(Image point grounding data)
§ §

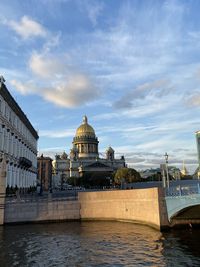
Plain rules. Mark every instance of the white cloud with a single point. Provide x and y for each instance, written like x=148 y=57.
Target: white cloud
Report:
x=62 y=86
x=27 y=28
x=46 y=66
x=94 y=10
x=73 y=92
x=24 y=88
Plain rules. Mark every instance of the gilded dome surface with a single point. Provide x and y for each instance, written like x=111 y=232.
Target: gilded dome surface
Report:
x=85 y=129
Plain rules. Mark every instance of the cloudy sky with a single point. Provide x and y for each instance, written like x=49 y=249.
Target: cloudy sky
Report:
x=133 y=67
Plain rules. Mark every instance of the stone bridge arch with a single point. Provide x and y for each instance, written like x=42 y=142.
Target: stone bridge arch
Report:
x=178 y=205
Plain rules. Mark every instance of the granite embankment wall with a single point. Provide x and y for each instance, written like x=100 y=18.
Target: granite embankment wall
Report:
x=41 y=211
x=145 y=206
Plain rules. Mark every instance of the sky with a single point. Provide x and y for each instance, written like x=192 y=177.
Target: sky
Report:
x=133 y=67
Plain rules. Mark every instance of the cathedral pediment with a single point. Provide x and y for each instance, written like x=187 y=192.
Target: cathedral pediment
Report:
x=97 y=165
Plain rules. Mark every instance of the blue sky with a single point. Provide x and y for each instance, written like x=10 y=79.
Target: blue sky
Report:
x=133 y=67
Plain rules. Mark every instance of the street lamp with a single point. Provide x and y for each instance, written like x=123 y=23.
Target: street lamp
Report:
x=166 y=165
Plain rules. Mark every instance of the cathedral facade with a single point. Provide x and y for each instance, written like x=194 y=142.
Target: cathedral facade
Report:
x=84 y=156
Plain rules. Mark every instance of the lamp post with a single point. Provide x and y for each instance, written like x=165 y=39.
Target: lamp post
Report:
x=166 y=165
x=41 y=176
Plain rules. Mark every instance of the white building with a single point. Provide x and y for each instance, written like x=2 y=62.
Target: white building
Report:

§ §

## Exercise
Copy, without any change, the lines above from the one containing "Plain rules. Mark every instance of the lamp" to the end, both ends included. Add nothing else.

## Written reply
Plain rules. Mark every instance of the lamp post with a single point. Provide x and y for each instance, written like x=165 y=39.
Target: lamp post
Report:
x=166 y=165
x=41 y=176
Plain rules. Mark every instance of the white building with a single point. Provide x and y for each instance, written like x=2 y=62.
Target: white building
Report:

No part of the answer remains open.